Exercise instructions:
A. For the excerpt on vitamin D and immune cells in COVID-19 patients, state whether each statement agrees with the text, answering yes or no and quoting the deciding words: (i) the study included 29 patients from the intensive care unit; (ii) total 25-hydroxyvitamin D was measured at discharge from hospital; (iii) consent was obtained orally from the patients.
B. Reproduce verbatim the passage of the vitamin D excerpt, starting with "This observational, single-centre" and going on through "cytometer, Beckman Coulter).".

Excerpt:
·····
Regulation of immune function continues to be one of the most well-recognised extra-skeletal actions of vitamin D. In vitro data have shown that vitamin D modulates immune cells and induces immune tolerance, while in vivo data from animal studies and from vitamin D supplementation human studies have shown beneficial effects of vitamin D on immune function, particularly in the context of autoimmunity.1 In the present study, we examined whether vitamin D deficiency modulates the number of immune cells in COVID-19 patients.
This observational, single-centre study included consecutive COVID-19 intensive care unit (ICU) patients (N = 29) and consecutive patients hospitalised in a specialised non-ICU COVID-19 ward (N = 10) who were discharged from the hospital without being transferred to the ICU, from March 18th 2020 to May 25th 2020. The study was approved by the Hospital's Research Ethics Committee (129/19-3-2020), and all procedures carried out on patients were in compliance with the Helsinki Declaration. Informed written consent was obtained from all patients or patients' next-of-kin. Total 25-hydroxyvitamin D was measured on hospital admission using the electrochemiluminescence immunoassay method (Cobas E602, Roche Diagnostics International Ltd). Immune phenotyping was performed by flow cytometric analysis (Navios EX flow cytometer, Beckman Coulter).
·····
Available data:
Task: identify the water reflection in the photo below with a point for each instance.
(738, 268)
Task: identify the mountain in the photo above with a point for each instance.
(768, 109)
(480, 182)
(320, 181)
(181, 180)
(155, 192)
·····
Answers to this exercise:
A.
(i) Yes: "consecutive COVID-19 intensive care unit (ICU) patients (N = 29)"
(ii) No: "Total 25-hydroxyvitamin D was measured on hospital admission"
(iii) No: "Informed written consent was obtained from all patients or patients' next-of-kin."

B.
This observational, single-centre study included consecutive COVID-19 intensive care unit (ICU) patients (N = 29) and consecutive patients hospitalised in a specialised non-ICU COVID-19 ward (N = 10) who were discharged from the hospital without being transferred to the ICU, from March 18th 2020 to May 25th 2020. The study was approved by the Hospital's Research Ethics Committee (129/19-3-2020), and all procedures carried out on patients were in compliance with the Helsinki Declaration. Informed written consent was obtained from all patients or patients' next-of-kin. Total 25-hydroxyvitamin D was measured on hospital admission using the electrochemiluminescence immunoassay method (Cobas E602, Roche Diagnostics International Ltd). Immune phenotyping was performed by flow cytometric analysis (Navios EX flow cytometer, Beckman Coulter).